Rows from a dataset:
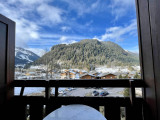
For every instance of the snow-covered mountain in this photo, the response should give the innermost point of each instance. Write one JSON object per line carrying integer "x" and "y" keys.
{"x": 23, "y": 56}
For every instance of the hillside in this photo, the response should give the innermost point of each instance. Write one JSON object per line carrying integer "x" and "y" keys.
{"x": 23, "y": 56}
{"x": 87, "y": 53}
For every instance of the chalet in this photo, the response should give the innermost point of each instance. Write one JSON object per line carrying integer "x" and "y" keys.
{"x": 87, "y": 76}
{"x": 82, "y": 72}
{"x": 72, "y": 75}
{"x": 13, "y": 107}
{"x": 107, "y": 76}
{"x": 94, "y": 73}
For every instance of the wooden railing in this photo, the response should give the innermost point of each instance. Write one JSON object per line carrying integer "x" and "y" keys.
{"x": 40, "y": 106}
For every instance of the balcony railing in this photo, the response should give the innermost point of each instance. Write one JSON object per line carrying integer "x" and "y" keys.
{"x": 133, "y": 106}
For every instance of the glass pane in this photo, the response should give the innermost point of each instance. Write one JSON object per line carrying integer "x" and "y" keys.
{"x": 3, "y": 35}
{"x": 90, "y": 39}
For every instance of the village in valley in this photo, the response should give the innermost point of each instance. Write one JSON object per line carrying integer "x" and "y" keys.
{"x": 43, "y": 73}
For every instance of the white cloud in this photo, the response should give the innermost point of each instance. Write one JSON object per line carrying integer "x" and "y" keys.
{"x": 65, "y": 28}
{"x": 134, "y": 49}
{"x": 49, "y": 14}
{"x": 25, "y": 30}
{"x": 117, "y": 33}
{"x": 21, "y": 11}
{"x": 63, "y": 38}
{"x": 83, "y": 7}
{"x": 66, "y": 40}
{"x": 119, "y": 8}
{"x": 39, "y": 52}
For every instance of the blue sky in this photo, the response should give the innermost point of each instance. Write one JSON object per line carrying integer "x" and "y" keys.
{"x": 40, "y": 24}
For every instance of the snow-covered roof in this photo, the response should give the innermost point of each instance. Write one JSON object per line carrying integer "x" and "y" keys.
{"x": 104, "y": 74}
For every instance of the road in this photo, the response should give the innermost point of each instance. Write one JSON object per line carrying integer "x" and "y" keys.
{"x": 114, "y": 92}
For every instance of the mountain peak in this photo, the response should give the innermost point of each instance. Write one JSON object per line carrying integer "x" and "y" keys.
{"x": 23, "y": 56}
{"x": 86, "y": 52}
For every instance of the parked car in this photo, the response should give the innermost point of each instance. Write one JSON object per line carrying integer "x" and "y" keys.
{"x": 95, "y": 93}
{"x": 104, "y": 93}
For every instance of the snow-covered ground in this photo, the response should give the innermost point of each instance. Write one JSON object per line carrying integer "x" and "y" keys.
{"x": 116, "y": 69}
{"x": 28, "y": 90}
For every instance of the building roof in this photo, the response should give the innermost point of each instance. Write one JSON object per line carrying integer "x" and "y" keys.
{"x": 87, "y": 74}
{"x": 104, "y": 74}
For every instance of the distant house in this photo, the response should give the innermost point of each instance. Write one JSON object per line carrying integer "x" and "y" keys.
{"x": 93, "y": 73}
{"x": 72, "y": 75}
{"x": 107, "y": 76}
{"x": 82, "y": 72}
{"x": 87, "y": 76}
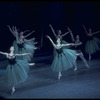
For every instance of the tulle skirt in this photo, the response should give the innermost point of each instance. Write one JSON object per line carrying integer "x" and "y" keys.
{"x": 28, "y": 47}
{"x": 92, "y": 46}
{"x": 64, "y": 61}
{"x": 16, "y": 73}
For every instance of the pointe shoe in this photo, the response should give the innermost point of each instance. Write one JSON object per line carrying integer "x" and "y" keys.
{"x": 59, "y": 76}
{"x": 89, "y": 57}
{"x": 87, "y": 66}
{"x": 77, "y": 54}
{"x": 31, "y": 64}
{"x": 75, "y": 68}
{"x": 13, "y": 90}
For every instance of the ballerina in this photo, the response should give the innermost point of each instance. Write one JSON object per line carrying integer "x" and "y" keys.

» **Work to complete**
Copy out the lines starting at the one containing "For every instance of the pointe" and ending with the last line of the entries. Include nothing else.

» **Result of this exercise**
For every instance of the pointe shoe in this photo, the response should give the innermost point of each instance. Write one JSON object per line carrying integer "x" and "y" keys.
{"x": 59, "y": 76}
{"x": 89, "y": 57}
{"x": 87, "y": 66}
{"x": 77, "y": 54}
{"x": 31, "y": 64}
{"x": 75, "y": 68}
{"x": 13, "y": 90}
For every instance of the ballerina in this photo, the response should give the innermost point of each instance. Write one JSON object per line carrying integer "x" and "y" keys.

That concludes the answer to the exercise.